About this task:
Transcribe the records in full, keeping every word exactly as given.

• • • • •

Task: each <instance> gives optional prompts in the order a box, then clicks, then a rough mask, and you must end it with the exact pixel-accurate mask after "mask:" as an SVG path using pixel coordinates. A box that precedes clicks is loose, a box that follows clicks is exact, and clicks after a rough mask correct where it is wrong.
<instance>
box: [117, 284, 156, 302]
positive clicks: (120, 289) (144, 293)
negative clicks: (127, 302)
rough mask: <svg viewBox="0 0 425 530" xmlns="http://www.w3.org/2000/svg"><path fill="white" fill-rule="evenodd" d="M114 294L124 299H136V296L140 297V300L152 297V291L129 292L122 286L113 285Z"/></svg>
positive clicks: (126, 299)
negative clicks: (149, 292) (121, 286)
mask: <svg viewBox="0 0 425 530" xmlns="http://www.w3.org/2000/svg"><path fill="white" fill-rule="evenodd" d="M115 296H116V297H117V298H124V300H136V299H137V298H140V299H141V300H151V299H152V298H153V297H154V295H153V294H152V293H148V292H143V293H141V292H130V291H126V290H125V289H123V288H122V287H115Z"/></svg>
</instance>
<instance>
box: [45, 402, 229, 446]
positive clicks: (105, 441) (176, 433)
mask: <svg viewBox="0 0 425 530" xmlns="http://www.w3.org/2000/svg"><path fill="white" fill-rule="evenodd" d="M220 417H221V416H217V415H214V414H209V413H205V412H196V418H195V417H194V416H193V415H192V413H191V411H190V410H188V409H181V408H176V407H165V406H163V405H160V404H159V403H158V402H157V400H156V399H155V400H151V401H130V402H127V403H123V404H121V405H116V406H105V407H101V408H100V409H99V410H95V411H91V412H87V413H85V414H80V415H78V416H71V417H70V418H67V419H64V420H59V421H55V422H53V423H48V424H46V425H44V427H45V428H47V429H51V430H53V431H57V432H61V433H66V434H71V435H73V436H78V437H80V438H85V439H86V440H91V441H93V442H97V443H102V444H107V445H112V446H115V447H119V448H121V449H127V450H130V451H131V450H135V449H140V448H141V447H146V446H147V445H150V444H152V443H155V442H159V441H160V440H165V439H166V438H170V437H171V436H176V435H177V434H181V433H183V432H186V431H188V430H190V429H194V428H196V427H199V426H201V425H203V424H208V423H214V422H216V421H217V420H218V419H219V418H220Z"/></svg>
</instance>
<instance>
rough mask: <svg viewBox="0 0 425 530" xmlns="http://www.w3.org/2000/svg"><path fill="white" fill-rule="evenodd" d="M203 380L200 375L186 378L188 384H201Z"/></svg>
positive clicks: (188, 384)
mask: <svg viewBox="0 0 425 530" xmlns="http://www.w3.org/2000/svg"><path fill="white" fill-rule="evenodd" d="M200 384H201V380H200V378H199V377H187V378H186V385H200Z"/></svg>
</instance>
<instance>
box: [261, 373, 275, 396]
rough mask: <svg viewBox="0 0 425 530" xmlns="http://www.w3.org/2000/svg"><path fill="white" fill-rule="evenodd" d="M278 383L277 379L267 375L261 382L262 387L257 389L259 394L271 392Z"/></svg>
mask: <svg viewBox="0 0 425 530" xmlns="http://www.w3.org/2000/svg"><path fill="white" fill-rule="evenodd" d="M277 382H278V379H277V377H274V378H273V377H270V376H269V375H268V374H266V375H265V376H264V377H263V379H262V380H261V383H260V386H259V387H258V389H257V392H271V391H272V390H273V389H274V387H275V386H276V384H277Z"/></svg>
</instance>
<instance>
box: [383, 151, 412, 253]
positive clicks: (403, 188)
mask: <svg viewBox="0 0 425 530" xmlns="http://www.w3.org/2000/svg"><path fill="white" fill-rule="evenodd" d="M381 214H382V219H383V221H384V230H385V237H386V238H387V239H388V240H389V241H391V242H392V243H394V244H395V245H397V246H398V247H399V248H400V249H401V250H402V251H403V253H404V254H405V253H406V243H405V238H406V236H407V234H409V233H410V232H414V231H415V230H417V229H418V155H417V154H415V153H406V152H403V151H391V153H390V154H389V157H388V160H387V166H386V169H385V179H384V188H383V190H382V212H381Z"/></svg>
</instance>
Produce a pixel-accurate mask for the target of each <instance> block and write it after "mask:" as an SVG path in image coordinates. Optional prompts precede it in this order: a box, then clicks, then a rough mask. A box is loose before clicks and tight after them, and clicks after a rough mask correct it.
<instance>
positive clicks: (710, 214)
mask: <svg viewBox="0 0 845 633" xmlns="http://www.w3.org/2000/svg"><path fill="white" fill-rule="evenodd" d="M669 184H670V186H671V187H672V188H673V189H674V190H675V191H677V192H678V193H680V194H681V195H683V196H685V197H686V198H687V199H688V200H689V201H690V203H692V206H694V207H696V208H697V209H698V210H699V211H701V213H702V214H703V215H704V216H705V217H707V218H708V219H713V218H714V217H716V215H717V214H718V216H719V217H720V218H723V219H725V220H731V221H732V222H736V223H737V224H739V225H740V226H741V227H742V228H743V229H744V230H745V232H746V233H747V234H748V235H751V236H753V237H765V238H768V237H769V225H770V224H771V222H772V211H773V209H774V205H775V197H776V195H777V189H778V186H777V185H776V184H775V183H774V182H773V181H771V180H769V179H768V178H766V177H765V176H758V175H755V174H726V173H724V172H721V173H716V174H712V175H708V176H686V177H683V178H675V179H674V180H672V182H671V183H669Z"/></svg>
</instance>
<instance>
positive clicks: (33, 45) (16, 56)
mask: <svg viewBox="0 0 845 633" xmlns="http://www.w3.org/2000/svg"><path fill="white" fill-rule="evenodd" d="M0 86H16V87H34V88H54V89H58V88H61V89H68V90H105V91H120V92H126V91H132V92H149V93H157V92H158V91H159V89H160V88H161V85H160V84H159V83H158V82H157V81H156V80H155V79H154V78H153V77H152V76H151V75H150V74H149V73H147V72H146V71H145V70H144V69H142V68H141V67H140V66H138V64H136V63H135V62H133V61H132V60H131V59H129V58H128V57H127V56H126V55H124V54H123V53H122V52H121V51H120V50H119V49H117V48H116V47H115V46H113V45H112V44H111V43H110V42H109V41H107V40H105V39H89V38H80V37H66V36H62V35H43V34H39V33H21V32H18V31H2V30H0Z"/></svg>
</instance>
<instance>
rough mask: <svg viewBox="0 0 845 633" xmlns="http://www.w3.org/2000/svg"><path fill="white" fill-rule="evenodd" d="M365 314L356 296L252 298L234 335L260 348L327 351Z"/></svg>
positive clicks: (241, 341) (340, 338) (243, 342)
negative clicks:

• • • • •

Result of this exercise:
Task: each <instance> gives optional prompts in the order a box, then clicks, then a rough mask, and you must end it with the exact pixel-accurate mask after "mask:" as an SVG path using pixel coordinates. A box that precedes clicks is loose, a box that follows clicks is exact, and clicks after a rough mask correct where it is wrong.
<instance>
box: [117, 284, 156, 302]
positive clicks: (120, 289) (144, 293)
negative clicks: (127, 302)
rough mask: <svg viewBox="0 0 425 530" xmlns="http://www.w3.org/2000/svg"><path fill="white" fill-rule="evenodd" d="M114 294L124 299H136V296L140 297V300L152 297V291L129 292L122 286L113 285Z"/></svg>
positive clicks: (126, 299)
negative clicks: (149, 292) (121, 286)
mask: <svg viewBox="0 0 425 530" xmlns="http://www.w3.org/2000/svg"><path fill="white" fill-rule="evenodd" d="M115 296H116V297H117V298H124V300H136V299H137V298H140V299H141V300H151V299H152V298H153V297H154V295H153V294H152V293H148V292H143V293H141V292H130V291H126V290H125V289H123V288H122V287H115Z"/></svg>
</instance>
<instance>
box: [45, 402, 229, 446]
positive clicks: (105, 441) (176, 433)
mask: <svg viewBox="0 0 425 530" xmlns="http://www.w3.org/2000/svg"><path fill="white" fill-rule="evenodd" d="M220 417H221V416H217V415H214V414H209V413H205V412H196V418H195V417H194V416H193V415H192V413H191V411H190V410H188V409H181V408H176V407H165V406H163V405H160V404H159V403H158V402H157V400H156V399H155V400H151V401H130V402H127V403H123V404H121V405H116V406H105V407H101V408H100V409H99V410H95V411H91V412H87V413H85V414H80V415H78V416H71V417H70V418H67V419H64V420H59V421H55V422H53V423H48V424H46V425H44V427H45V428H47V429H51V430H53V431H57V432H61V433H66V434H71V435H73V436H78V437H80V438H85V439H86V440H91V441H93V442H97V443H102V444H107V445H112V446H115V447H119V448H121V449H127V450H130V451H131V450H135V449H140V448H141V447H146V446H147V445H150V444H152V443H155V442H159V441H160V440H165V439H166V438H170V437H171V436H176V435H177V434H181V433H183V432H186V431H188V430H190V429H194V428H196V427H199V426H201V425H203V424H208V423H214V422H216V421H217V420H218V419H219V418H220Z"/></svg>
</instance>
<instance>
rough mask: <svg viewBox="0 0 425 530" xmlns="http://www.w3.org/2000/svg"><path fill="white" fill-rule="evenodd" d="M203 380L200 375L186 378L188 384H201Z"/></svg>
positive clicks: (188, 384)
mask: <svg viewBox="0 0 425 530" xmlns="http://www.w3.org/2000/svg"><path fill="white" fill-rule="evenodd" d="M200 384H201V380H200V378H199V377H187V378H186V385H200Z"/></svg>
</instance>
<instance>
box: [261, 373, 275, 396]
rough mask: <svg viewBox="0 0 425 530" xmlns="http://www.w3.org/2000/svg"><path fill="white" fill-rule="evenodd" d="M278 383L277 379L267 375L261 382L262 387L257 389L259 394L271 392Z"/></svg>
mask: <svg viewBox="0 0 425 530" xmlns="http://www.w3.org/2000/svg"><path fill="white" fill-rule="evenodd" d="M277 382H278V379H277V377H274V378H273V377H270V376H269V375H268V374H266V375H265V376H264V377H263V379H262V380H261V383H260V386H259V387H258V389H257V392H271V391H272V390H273V389H274V387H275V386H276V384H277Z"/></svg>
</instance>
<instance>
box: [383, 151, 412, 253]
positive clicks: (403, 188)
mask: <svg viewBox="0 0 425 530" xmlns="http://www.w3.org/2000/svg"><path fill="white" fill-rule="evenodd" d="M381 214H382V219H383V221H384V230H385V237H386V238H387V239H388V240H389V241H391V242H392V243H394V244H395V245H397V246H398V247H399V248H400V249H401V250H402V251H403V253H404V254H405V253H406V243H405V238H406V236H407V234H409V233H410V232H414V231H415V230H417V229H418V155H417V154H415V153H406V152H403V151H391V153H390V154H389V157H388V160H387V166H386V169H385V179H384V188H383V190H382V212H381Z"/></svg>
</instance>
Produce a pixel-accurate mask for the target of each <instance> block and write it after "mask:" as an SVG path in image coordinates. Optional prompts precede it in this order: a box, then clicks, then a rough mask. A box is loose before clicks and tight after them, and clicks after a rough mask correct it.
<instance>
positive clicks: (710, 214)
mask: <svg viewBox="0 0 845 633" xmlns="http://www.w3.org/2000/svg"><path fill="white" fill-rule="evenodd" d="M669 184H670V186H671V187H672V188H673V189H674V190H675V191H677V192H678V193H680V194H681V195H683V196H685V197H686V198H687V199H688V200H689V201H690V203H692V206H694V207H696V208H697V209H698V210H699V211H701V213H702V214H703V215H704V216H705V217H707V218H708V219H713V218H714V217H716V215H717V214H718V216H719V217H720V218H723V219H725V220H731V221H732V222H736V223H737V224H739V225H740V226H741V227H742V228H743V229H744V230H745V232H746V233H747V234H748V235H751V236H753V237H765V238H768V237H769V225H770V224H771V222H772V211H773V209H774V205H775V197H776V195H777V189H778V186H777V185H776V184H775V183H774V182H773V181H771V180H769V179H768V178H766V177H765V176H758V175H755V174H726V173H724V172H721V173H716V174H712V175H708V176H686V177H683V178H675V179H674V180H672V182H671V183H669Z"/></svg>
</instance>
<instance>
positive clicks: (33, 45) (16, 56)
mask: <svg viewBox="0 0 845 633" xmlns="http://www.w3.org/2000/svg"><path fill="white" fill-rule="evenodd" d="M0 86H16V87H34V88H54V89H58V88H61V89H68V90H105V91H120V92H126V91H132V92H149V93H157V92H158V91H159V89H160V88H161V85H160V84H159V83H158V82H157V81H156V80H155V79H154V78H153V77H152V76H151V75H150V74H149V73H147V72H146V71H145V70H144V69H142V68H141V67H140V66H138V64H136V63H135V62H133V61H132V60H131V59H129V58H128V57H127V56H126V55H124V54H123V53H122V52H121V51H120V50H119V49H117V48H116V47H115V46H113V45H112V44H111V43H110V42H109V41H107V40H105V39H89V38H80V37H66V36H62V35H43V34H39V33H21V32H18V31H2V30H0Z"/></svg>
</instance>
<instance>
rough mask: <svg viewBox="0 0 845 633" xmlns="http://www.w3.org/2000/svg"><path fill="white" fill-rule="evenodd" d="M365 314L356 296L252 298L234 335L260 348L327 351Z"/></svg>
positive clicks: (241, 341) (340, 338) (243, 342)
negative clicks:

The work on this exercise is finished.